• **DATA FOR ANALYSIS**:
*** Begin section ***

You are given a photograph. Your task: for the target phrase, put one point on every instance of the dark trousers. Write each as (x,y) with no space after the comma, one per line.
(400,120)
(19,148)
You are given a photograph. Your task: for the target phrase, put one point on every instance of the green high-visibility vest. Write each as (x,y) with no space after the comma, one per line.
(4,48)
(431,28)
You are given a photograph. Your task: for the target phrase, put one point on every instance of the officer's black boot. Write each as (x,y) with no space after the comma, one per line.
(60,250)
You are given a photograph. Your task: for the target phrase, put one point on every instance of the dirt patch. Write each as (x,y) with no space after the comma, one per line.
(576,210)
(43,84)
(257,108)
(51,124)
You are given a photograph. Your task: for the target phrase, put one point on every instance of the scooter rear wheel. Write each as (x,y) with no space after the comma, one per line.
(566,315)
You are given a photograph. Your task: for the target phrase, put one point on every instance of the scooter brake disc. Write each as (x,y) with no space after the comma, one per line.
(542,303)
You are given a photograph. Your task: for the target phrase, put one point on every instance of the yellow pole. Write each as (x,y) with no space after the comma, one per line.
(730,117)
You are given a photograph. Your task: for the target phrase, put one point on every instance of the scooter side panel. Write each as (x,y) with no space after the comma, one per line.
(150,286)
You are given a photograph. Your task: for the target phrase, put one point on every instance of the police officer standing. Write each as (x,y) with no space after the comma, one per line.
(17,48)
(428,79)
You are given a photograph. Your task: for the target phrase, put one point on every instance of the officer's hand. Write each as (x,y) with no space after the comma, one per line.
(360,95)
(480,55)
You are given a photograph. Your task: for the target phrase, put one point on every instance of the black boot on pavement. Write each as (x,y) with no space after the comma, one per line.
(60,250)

*** End section ***

• **ABOUT THIS TASK**:
Transcribe all of the material without omitting a line.

• **RESULT FOR THIS EXERCISE**:
You are given a photograph. Your task: for the target phrase, put one point on every instance of the dark trousers. Write each as (x,y) with no space after the comma, one per line.
(400,120)
(19,148)
You are given a photograph. Your task: for the target phrase, put one point on every instance of the green high-visibility vest. Write each as (x,y) with no space after the comma, one per line.
(4,48)
(431,28)
You are given a photograph. Your task: for the target phrase, put one point on every instance of the officer's black boot. Write each as (x,y) with no space after the comma, one per line.
(60,250)
You are given a photograph. Your task: for the target phrase, put one point on every instance of the dirt patch. Write each as (x,y) with no space after the comma, one per line.
(576,210)
(43,84)
(257,108)
(51,124)
You are given a photograph. Your task: for the target phrase, put one point on every instance of the scooter rear wheel. Write each as (x,y) with no space after the comma, one per line.
(566,315)
You are given a photograph. Your task: for the target phrase, put one point on every instance of the scooter brake disc. Write each as (x,y) with no space after the comma, one per line.
(542,303)
You are given a photograph. Your task: for the target phrase, put one point on every instance of the yellow pole. Write each as (x,y) with no space after the comma, one per line.
(730,117)
You are given a photograph. Your task: for the target phrase, put one point on every instance of the scooter side panel. Write each as (x,y) with no space after the comma, one per line.
(150,286)
You are given a photograph. Your task: for the target phrase, put one point on every instance of the police officer standing. Write each as (x,y) with no space after the comma, one per line.
(17,48)
(428,79)
You are given a photograph. Your task: for the target phrase, put one point on every instance of the officer's hand. Write each as (x,y) with no space after the comma, one per line.
(360,95)
(480,55)
You are given a photograph. Your task: for the target phrase, put one point on every instance of the black boot on pavement. Write each as (x,y) with no space after the comma, one per line.
(60,250)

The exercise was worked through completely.